- Location identification entries -
start
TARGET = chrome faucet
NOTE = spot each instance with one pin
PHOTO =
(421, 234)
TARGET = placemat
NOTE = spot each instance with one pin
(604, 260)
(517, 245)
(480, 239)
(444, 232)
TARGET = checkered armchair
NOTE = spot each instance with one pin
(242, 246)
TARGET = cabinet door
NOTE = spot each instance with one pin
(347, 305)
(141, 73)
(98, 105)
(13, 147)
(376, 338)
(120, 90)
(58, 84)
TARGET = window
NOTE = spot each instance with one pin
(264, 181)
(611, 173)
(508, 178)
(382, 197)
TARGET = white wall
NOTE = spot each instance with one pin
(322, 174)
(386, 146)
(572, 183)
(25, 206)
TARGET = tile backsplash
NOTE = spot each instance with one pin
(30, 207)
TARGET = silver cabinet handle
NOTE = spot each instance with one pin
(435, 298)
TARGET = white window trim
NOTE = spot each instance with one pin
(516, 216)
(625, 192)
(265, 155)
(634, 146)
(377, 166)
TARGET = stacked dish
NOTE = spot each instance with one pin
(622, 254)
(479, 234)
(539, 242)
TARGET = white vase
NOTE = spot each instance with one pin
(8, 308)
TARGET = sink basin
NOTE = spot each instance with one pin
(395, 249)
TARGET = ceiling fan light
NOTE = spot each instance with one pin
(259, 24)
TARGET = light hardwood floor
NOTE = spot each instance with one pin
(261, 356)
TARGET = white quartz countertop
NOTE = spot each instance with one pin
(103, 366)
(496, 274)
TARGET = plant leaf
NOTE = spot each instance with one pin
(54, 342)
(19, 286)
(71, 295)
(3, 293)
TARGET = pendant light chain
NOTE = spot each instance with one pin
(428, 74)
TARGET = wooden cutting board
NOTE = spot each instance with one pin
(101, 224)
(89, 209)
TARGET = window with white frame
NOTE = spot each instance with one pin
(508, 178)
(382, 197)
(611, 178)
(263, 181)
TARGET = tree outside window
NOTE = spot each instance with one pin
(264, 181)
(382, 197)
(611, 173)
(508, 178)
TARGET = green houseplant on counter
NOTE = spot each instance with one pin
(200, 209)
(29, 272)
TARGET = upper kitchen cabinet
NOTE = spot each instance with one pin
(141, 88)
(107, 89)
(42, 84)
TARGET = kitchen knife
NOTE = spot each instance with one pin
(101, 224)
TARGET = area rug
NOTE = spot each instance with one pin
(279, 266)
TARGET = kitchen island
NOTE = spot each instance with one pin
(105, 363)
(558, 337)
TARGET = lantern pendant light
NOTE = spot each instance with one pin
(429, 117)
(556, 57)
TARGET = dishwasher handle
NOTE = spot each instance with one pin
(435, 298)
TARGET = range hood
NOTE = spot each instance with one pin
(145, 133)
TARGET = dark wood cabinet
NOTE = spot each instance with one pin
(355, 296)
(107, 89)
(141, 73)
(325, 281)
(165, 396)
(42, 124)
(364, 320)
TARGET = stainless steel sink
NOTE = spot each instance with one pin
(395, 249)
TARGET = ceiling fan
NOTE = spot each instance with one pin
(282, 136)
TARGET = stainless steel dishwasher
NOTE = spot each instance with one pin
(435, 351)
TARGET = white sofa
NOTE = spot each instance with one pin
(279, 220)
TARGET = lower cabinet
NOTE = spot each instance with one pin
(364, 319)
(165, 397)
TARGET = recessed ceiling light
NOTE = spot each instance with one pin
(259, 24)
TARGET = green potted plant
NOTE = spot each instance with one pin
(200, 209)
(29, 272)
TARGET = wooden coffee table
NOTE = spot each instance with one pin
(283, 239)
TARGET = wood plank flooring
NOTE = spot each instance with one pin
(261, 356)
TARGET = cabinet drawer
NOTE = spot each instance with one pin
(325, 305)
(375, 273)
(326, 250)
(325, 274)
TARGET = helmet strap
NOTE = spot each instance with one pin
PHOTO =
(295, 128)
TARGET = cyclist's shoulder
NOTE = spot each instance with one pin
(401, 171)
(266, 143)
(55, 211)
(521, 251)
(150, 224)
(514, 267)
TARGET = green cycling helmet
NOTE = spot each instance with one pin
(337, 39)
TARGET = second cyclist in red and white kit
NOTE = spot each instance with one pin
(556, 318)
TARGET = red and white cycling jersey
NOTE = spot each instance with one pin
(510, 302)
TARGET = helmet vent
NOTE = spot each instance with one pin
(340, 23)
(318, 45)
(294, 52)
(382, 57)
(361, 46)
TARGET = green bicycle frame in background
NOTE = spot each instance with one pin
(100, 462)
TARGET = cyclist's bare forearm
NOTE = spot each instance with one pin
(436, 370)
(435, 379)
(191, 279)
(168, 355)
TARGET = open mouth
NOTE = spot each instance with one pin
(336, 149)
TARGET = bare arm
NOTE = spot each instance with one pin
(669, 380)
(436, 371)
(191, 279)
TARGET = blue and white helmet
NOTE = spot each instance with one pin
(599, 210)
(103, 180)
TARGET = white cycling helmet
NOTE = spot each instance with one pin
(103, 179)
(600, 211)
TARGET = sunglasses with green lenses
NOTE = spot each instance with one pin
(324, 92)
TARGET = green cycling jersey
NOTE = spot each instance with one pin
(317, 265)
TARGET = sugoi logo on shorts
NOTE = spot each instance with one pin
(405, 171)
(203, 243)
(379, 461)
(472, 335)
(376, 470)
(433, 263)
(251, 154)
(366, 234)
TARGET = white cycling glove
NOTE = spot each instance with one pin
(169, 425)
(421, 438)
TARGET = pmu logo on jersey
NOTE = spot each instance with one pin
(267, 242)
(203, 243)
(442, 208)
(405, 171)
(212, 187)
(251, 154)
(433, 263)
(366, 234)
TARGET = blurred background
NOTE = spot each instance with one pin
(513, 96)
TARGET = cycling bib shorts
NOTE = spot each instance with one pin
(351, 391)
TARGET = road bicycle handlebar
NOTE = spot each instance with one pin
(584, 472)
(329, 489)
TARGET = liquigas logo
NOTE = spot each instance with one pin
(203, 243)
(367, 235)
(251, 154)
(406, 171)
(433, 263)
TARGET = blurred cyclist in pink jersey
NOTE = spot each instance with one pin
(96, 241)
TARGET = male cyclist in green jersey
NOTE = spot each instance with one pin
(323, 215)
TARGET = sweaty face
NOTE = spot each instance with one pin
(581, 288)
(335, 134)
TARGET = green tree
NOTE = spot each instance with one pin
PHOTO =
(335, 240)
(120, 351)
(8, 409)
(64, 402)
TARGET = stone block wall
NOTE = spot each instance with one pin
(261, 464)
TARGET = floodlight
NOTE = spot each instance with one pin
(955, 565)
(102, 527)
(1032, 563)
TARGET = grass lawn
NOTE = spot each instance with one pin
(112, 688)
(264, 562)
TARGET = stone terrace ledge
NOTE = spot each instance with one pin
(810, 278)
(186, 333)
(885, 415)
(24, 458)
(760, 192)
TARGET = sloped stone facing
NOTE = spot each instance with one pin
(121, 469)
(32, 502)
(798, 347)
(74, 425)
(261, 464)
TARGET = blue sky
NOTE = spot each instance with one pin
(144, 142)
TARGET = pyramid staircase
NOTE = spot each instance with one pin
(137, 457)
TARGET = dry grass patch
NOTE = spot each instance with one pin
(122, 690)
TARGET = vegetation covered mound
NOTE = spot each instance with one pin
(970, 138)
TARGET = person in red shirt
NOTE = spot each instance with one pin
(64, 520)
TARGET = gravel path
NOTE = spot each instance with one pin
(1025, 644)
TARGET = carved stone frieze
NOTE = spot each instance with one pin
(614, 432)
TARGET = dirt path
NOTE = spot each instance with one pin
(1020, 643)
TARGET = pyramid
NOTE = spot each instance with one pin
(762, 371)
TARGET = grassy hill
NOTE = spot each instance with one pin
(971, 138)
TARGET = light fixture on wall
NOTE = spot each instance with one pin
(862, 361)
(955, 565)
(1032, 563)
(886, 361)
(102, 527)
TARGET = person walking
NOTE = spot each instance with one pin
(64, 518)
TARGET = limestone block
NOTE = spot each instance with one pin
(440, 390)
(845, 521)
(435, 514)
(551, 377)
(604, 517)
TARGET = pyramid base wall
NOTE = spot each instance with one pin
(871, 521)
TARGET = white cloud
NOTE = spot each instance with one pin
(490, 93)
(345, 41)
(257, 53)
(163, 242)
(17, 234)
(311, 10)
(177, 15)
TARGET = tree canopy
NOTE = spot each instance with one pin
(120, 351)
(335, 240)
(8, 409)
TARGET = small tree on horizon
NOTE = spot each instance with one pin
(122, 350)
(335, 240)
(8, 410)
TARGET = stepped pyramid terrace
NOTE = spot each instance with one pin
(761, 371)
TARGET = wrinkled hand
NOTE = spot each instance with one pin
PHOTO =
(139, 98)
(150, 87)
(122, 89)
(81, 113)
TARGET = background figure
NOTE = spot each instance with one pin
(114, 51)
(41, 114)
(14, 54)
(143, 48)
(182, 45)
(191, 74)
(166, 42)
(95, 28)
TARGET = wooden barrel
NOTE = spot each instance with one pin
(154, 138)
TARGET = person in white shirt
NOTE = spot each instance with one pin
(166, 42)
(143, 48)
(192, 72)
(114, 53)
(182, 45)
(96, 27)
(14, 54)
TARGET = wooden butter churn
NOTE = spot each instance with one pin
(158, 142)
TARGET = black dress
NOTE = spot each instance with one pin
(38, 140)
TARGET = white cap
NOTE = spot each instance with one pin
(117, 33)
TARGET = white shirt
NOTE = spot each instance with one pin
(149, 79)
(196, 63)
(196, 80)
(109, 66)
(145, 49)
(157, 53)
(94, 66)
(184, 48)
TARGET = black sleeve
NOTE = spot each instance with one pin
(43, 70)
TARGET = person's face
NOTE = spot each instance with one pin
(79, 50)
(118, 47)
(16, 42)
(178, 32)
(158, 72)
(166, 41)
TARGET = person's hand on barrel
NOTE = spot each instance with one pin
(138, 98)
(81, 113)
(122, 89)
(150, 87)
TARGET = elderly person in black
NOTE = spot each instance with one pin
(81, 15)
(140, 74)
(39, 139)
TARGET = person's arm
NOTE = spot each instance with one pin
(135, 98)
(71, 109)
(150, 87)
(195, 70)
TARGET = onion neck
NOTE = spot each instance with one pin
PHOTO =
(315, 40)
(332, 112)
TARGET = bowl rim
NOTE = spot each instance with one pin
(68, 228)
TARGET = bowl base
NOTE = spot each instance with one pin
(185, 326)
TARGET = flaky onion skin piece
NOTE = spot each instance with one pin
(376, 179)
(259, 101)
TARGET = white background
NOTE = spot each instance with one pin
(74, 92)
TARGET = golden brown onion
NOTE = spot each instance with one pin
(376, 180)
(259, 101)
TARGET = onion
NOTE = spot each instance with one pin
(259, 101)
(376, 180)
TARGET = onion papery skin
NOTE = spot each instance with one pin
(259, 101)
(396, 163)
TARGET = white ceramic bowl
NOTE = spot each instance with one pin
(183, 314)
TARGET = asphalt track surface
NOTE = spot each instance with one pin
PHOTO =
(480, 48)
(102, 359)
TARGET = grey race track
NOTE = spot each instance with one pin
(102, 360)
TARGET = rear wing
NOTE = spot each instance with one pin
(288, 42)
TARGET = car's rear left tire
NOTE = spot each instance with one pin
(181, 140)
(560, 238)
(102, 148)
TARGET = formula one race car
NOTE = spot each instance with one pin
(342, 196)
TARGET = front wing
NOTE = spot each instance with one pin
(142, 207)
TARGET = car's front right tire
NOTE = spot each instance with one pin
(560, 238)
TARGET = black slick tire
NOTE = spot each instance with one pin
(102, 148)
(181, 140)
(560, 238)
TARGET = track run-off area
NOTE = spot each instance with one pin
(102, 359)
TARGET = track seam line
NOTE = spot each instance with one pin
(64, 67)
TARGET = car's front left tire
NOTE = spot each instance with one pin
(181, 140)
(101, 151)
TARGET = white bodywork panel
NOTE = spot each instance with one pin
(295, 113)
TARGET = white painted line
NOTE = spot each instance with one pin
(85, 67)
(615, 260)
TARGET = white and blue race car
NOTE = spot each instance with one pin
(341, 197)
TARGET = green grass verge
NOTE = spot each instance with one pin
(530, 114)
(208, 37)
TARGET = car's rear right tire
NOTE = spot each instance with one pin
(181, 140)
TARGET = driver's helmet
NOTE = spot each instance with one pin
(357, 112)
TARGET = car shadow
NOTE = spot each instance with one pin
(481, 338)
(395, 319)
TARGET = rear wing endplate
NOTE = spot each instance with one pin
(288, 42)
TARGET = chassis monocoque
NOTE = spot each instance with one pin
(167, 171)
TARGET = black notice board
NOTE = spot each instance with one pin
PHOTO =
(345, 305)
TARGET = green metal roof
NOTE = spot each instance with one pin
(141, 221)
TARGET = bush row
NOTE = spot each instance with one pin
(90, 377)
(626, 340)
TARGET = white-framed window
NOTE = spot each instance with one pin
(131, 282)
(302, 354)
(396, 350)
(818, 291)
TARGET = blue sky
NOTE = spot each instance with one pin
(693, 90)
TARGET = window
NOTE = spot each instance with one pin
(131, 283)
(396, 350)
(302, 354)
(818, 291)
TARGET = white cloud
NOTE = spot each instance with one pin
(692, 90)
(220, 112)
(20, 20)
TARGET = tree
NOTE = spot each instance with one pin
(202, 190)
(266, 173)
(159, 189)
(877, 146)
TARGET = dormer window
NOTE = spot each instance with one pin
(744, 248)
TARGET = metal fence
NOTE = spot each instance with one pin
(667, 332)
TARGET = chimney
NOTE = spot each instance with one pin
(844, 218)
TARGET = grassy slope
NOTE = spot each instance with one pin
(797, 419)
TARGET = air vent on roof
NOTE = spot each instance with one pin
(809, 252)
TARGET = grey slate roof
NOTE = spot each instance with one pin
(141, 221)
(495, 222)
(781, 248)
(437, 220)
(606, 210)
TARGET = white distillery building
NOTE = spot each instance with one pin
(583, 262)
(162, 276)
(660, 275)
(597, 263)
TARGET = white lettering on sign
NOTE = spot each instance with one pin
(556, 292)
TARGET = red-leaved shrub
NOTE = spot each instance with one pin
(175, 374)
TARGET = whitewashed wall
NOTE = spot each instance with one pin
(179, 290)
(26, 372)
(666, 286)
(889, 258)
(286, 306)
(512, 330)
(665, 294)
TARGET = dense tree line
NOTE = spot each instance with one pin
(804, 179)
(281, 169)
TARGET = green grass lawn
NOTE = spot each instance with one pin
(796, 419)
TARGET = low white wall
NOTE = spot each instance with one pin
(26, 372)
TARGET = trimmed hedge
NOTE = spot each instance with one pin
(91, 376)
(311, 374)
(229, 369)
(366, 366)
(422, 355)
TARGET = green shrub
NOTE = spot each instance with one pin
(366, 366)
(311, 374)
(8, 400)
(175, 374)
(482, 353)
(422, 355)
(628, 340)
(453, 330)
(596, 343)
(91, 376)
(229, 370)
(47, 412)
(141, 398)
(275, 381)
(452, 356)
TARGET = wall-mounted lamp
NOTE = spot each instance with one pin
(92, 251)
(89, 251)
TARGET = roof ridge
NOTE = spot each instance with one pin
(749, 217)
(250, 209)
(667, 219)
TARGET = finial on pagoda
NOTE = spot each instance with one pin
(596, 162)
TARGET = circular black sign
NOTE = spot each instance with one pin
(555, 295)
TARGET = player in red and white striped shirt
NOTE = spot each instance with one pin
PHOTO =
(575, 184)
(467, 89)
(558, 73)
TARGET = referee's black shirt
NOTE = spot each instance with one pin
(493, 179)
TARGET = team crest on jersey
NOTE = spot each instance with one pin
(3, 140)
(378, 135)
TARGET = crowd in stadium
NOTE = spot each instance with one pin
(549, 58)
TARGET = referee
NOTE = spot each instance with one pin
end
- Your task -
From the line containing "TARGET = white lettering on sign" down to the last line, reproduce the records exactly. Include both ends.

- Written response -
TARGET = white lettering on sign
NOTE = spot each instance with one pin
(556, 292)
TARGET = red-leaved shrub
NOTE = spot each instance with one pin
(175, 374)
TARGET = whitewashed wall
NOTE = spot each instance with one pin
(179, 290)
(26, 372)
(666, 286)
(889, 258)
(286, 306)
(512, 330)
(665, 294)
TARGET = dense tree line
NOTE = spot each instance with one pin
(804, 179)
(281, 169)
TARGET = green grass lawn
NOTE = spot each instance with one pin
(796, 419)
TARGET = low white wall
NOTE = spot each instance with one pin
(26, 372)
TARGET = trimmed hedge
NOTE = spot each instance with one pin
(91, 376)
(311, 374)
(229, 369)
(366, 366)
(422, 355)
TARGET = green shrub
NOTE = spot each instance with one pin
(366, 366)
(311, 374)
(8, 400)
(175, 374)
(482, 353)
(422, 355)
(628, 340)
(453, 330)
(596, 343)
(91, 376)
(229, 370)
(47, 412)
(141, 398)
(275, 381)
(452, 356)
TARGET = wall-mounted lamp
NOTE = spot each instance with one pin
(92, 251)
(89, 251)
TARGET = roof ridge
NOTE = spot each instance with one pin
(749, 217)
(250, 209)
(667, 219)
TARGET = finial on pagoda
NOTE = spot each instance with one pin
(596, 162)
TARGET = circular black sign
NOTE = spot each instance with one pin
(555, 295)
TARGET = player in red and white striped shirt
NOTE = spot each instance with one pin
PHOTO =
(575, 184)
(467, 89)
(558, 73)
TARGET = referee's black shirt
NOTE = spot each instance with one pin
(493, 179)
TARGET = team crest on jersey
NOTE = spot each instance with one pin
(3, 140)
(378, 135)
TARGET = crowd in stadium
NOTE = spot each instance with one pin
(549, 58)
TARGET = referee
NOTE = spot each instance with one pin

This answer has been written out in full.